- _Work required_
Count the lines below that hold the word "post" and say how many, with no other text.

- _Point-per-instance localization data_
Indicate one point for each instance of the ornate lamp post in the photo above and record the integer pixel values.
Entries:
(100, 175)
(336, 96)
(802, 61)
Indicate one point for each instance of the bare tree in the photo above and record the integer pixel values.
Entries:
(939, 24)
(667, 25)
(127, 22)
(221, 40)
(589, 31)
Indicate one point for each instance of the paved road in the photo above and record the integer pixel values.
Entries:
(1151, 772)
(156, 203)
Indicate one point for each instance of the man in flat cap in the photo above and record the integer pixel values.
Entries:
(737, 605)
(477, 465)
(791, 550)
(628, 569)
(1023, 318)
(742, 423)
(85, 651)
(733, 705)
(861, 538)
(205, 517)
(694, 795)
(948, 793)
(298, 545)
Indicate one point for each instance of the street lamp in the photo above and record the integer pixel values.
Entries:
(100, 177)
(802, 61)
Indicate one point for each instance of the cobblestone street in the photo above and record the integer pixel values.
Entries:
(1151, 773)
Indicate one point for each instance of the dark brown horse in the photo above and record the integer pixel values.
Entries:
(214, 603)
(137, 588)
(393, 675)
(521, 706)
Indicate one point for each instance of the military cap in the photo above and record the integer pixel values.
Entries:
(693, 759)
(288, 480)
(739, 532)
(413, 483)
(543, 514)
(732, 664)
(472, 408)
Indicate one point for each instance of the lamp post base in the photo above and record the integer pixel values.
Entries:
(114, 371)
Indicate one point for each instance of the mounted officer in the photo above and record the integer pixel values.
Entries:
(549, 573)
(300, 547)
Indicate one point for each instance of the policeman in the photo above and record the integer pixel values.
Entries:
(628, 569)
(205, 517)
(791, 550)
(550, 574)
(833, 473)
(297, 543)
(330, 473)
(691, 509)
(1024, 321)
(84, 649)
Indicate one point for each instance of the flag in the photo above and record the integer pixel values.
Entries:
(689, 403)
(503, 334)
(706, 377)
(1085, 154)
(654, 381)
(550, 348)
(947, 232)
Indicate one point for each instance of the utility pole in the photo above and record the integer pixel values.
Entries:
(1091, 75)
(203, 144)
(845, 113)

- _Solution to the exercise_
2